Tujuan Tugas: Salin kembali seluruh baris materi di bawah ini tanpa mengubah apa pun.

(Entri untuk pelabelan kotak pembatas)
* * * * * * * * *
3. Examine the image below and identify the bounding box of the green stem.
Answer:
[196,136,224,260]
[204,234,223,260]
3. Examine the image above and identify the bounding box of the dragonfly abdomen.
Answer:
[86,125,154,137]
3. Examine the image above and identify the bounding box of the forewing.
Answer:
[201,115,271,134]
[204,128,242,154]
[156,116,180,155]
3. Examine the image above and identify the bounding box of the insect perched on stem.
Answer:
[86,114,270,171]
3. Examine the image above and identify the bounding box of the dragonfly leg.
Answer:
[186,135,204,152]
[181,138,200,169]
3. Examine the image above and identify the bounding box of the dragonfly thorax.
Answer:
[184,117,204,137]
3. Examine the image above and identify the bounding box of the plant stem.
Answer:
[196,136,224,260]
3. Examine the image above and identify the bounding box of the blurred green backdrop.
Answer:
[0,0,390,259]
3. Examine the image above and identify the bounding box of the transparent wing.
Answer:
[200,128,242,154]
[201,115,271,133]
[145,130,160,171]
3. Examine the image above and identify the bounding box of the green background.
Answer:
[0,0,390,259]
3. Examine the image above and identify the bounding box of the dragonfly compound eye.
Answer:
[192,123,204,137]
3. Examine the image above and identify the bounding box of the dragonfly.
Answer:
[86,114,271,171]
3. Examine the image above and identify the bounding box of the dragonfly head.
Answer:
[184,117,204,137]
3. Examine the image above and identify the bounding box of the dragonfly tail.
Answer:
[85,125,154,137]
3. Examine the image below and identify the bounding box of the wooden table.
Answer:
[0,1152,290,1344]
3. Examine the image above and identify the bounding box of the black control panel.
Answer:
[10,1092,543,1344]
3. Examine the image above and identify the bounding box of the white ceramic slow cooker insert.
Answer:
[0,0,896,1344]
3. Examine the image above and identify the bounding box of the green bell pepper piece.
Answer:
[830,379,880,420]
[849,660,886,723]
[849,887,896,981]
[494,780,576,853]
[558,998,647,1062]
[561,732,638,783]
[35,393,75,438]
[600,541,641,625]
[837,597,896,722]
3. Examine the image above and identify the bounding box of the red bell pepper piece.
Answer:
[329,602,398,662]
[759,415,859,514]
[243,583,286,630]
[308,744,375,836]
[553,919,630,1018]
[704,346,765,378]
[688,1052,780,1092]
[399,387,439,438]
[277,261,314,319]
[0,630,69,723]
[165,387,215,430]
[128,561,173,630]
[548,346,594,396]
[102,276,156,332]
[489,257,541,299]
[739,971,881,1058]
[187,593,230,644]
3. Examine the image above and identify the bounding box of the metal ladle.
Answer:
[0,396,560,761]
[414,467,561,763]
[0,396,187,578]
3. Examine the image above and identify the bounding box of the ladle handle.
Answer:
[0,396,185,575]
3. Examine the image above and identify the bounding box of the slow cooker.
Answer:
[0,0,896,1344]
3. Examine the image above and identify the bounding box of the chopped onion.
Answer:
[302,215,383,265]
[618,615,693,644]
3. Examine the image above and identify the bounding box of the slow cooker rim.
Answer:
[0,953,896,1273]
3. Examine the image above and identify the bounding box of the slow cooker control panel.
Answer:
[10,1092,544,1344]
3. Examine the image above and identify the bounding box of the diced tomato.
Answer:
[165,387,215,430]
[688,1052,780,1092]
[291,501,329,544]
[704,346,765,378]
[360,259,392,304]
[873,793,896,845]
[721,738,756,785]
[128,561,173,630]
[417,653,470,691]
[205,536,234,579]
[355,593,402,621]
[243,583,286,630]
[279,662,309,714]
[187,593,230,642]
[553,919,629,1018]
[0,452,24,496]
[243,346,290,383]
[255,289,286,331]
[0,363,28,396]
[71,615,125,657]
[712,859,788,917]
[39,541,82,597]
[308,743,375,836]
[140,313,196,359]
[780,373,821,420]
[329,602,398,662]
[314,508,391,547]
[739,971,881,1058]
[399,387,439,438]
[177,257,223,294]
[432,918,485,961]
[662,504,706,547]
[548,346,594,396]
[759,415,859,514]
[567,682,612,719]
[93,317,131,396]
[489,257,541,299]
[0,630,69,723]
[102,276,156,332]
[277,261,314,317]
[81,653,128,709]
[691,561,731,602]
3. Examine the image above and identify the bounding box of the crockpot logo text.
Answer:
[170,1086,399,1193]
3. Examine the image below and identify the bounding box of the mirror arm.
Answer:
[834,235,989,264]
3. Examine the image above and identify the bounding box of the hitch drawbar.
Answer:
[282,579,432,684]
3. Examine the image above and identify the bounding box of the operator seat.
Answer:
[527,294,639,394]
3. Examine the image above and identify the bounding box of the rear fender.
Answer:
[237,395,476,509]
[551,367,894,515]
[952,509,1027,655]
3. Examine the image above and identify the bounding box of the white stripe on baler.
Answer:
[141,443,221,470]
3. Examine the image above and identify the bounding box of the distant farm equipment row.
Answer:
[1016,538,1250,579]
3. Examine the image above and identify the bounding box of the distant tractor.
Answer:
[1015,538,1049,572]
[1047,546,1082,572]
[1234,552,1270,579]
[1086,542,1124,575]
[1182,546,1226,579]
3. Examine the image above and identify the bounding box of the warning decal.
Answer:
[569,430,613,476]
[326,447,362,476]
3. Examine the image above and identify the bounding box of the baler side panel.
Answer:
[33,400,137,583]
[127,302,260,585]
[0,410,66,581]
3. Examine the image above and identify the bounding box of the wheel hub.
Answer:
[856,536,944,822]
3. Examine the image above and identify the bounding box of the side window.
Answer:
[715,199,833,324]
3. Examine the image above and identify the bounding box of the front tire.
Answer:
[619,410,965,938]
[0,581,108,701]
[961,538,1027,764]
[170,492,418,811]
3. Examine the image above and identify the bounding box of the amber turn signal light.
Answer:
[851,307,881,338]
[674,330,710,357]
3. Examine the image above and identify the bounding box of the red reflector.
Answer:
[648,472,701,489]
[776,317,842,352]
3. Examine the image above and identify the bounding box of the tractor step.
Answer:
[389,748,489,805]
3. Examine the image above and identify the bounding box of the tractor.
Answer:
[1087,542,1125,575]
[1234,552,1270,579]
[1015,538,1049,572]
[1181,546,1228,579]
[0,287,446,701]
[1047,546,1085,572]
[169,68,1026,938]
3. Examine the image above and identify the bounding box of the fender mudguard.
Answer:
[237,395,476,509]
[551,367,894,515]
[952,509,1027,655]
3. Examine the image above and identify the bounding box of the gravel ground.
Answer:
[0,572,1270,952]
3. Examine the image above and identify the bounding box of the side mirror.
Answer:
* * * * * * * * *
Hasil Tugas:
3. Examine the image below and identify the bounding box of the green stem.
Answer:
[196,136,224,260]
[204,234,223,260]
3. Examine the image above and identify the bounding box of the dragonfly abdomen.
Answer:
[86,125,154,137]
3. Examine the image above and identify the bounding box of the forewing.
Answer:
[201,115,271,134]
[204,128,242,154]
[156,116,180,155]
3. Examine the image above and identify the bounding box of the insect perched on stem.
Answer:
[86,114,270,171]
3. Examine the image above and identify the bounding box of the dragonfly leg.
Answer:
[186,135,204,152]
[181,138,200,169]
3. Examine the image above and identify the bounding box of the dragonfly thorax.
Answer:
[184,117,204,137]
3. Examine the image above and identify the bounding box of the plant stem.
Answer:
[196,136,224,260]
3. Examine the image above and identify the bounding box of the blurred green backdrop.
Answer:
[0,0,390,259]
3. Examine the image above and identify the bounding box of the transparent wing.
Answer:
[200,128,242,154]
[201,115,271,133]
[145,130,160,171]
3. Examine the image above and identify the bounding box of the green background.
Answer:
[0,0,390,259]
3. Examine the image above and identify the bounding box of the dragonfly compound eye.
Answer:
[192,123,204,137]
3. Examine the image above and identify the bounding box of the dragonfly.
Answer:
[86,114,271,171]
3. Examine the image above and identify the bounding box of the dragonfly head.
Answer:
[184,117,204,137]
3. Examine the image above and identify the bounding box of the dragonfly tail.
Answer:
[85,125,154,137]
3. Examine the image below and identify the bounding box of the wooden table.
Answer:
[0,1152,290,1344]
3. Examine the image above and identify the bounding box of the black control panel.
Answer:
[10,1092,543,1344]
3. Examine the image above and identify the bounding box of the white ceramic slow cooker insert.
Answer:
[0,0,896,1344]
3. Examine the image above and identify the bounding box of the green bell pepper piece.
Answer:
[830,379,880,420]
[849,660,886,723]
[849,887,896,981]
[494,780,576,853]
[558,998,647,1062]
[561,732,638,783]
[35,393,75,438]
[600,541,641,625]
[837,597,896,722]
3. Examine the image above and identify the bounding box of the red bell pepper piece.
Answer:
[329,602,398,662]
[759,415,859,514]
[243,583,286,630]
[308,744,375,836]
[553,919,630,1018]
[704,346,765,378]
[688,1052,780,1092]
[399,387,439,438]
[277,261,314,319]
[0,630,69,723]
[165,387,215,430]
[128,561,173,630]
[548,346,594,396]
[102,276,156,332]
[489,257,541,299]
[739,971,881,1058]
[187,593,230,644]
3. Examine the image above and identify the bounding box of the metal ladle.
Answer:
[0,396,560,761]
[414,467,561,763]
[0,396,187,578]
3. Examine the image above and identify the bounding box of the ladle handle.
Answer:
[0,396,185,575]
3. Examine the image above and identify the bounding box of the slow cooker.
Answer:
[0,0,896,1344]
3. Examine the image above and identify the bounding box of the chopped onion.
Answer:
[302,215,383,265]
[618,615,693,644]
3. Examine the image above and identify the bounding box of the slow cooker rim.
Answer:
[0,953,896,1273]
3. Examine the image above and identify the bounding box of the slow cooker control panel.
Answer:
[10,1092,544,1344]
3. Examine the image above and identify the bounding box of the diced tomato.
Answer:
[165,387,215,430]
[688,1052,780,1092]
[291,501,329,544]
[704,346,765,378]
[360,259,392,304]
[873,793,896,845]
[721,738,756,785]
[128,561,173,630]
[417,653,470,691]
[205,536,234,579]
[355,593,402,621]
[243,583,286,630]
[279,662,309,714]
[187,593,230,642]
[553,919,629,1018]
[0,452,24,496]
[243,346,290,383]
[255,289,286,331]
[0,363,28,396]
[71,615,125,657]
[712,859,788,917]
[39,541,82,597]
[308,743,375,836]
[140,313,196,359]
[780,373,821,420]
[329,602,398,662]
[314,508,391,547]
[739,971,881,1058]
[399,387,439,438]
[177,257,223,294]
[432,918,485,961]
[662,504,706,547]
[548,346,594,396]
[759,415,859,514]
[567,682,612,719]
[93,317,131,396]
[489,257,541,299]
[0,630,69,723]
[102,276,156,332]
[277,261,314,317]
[81,653,128,709]
[691,561,731,602]
3. Examine the image above and identify the bounding box of the crockpot logo text.
Answer:
[170,1086,399,1193]
3. Examine the image below and identify the bounding box of the mirror arm.
Answer:
[834,235,989,264]
3. Examine the image above and identify the bounding box of the hitch drawbar.
Answer:
[282,579,432,684]
3. Examine the image above and identify the bounding box of the operator seat.
Answer:
[527,294,639,394]
3. Examine the image above and identify the bounding box of the rear fender.
Answer:
[237,395,476,509]
[551,367,894,515]
[952,509,1027,655]
3. Examine the image above and identify the bounding box of the white stripe on baler.
Answer:
[141,443,221,470]
3. Examine the image above and identify the bounding box of the distant farm equipment row.
Answer:
[1016,538,1250,579]
3. Examine the image above and identify the bounding box of the distant tractor.
Answer:
[1015,538,1049,572]
[1047,546,1082,572]
[1234,552,1270,579]
[1086,542,1124,575]
[1182,546,1226,579]
3. Examine the image above and identify the bounding box of the warning decal.
Answer:
[569,430,613,476]
[326,447,362,476]
3. Examine the image above and identify the bounding box of the baler side panel.
Answer:
[33,400,137,583]
[127,302,260,585]
[0,410,66,581]
3. Examine the image above and identify the bounding box of the wheel hub.
Answer:
[856,536,944,822]
3. Examine the image above and identify the bounding box of the side window.
Answer:
[715,199,833,324]
3. Examine the image above and identify the bounding box of the front tire.
Answer:
[619,410,965,938]
[0,581,108,701]
[961,538,1027,764]
[170,492,418,811]
3. Examine the image above and identify the bounding box of the amber turn signal light.
Answer:
[851,307,881,338]
[674,330,710,357]
3. Examine the image above and identify the bounding box of the red reflector.
Answer:
[648,472,701,489]
[776,317,842,352]
3. Examine the image above and identify the bounding box of the tractor step.
Answer:
[389,748,489,805]
3. Examine the image above and identify the bounding box of the tractor.
Answer:
[1087,542,1125,575]
[1234,552,1270,579]
[1015,538,1049,572]
[1181,546,1228,579]
[0,287,446,701]
[1047,546,1085,572]
[169,68,1026,938]
3. Examine the image above and identify the bounding box of the fender mudguard.
Answer:
[237,395,476,509]
[551,367,894,515]
[952,509,1027,655]
3. Examine the image above and identify the bounding box of the gravel ground.
Answer:
[0,572,1270,952]
3. Examine the image above and identify the bounding box of the side mirror.
Answer:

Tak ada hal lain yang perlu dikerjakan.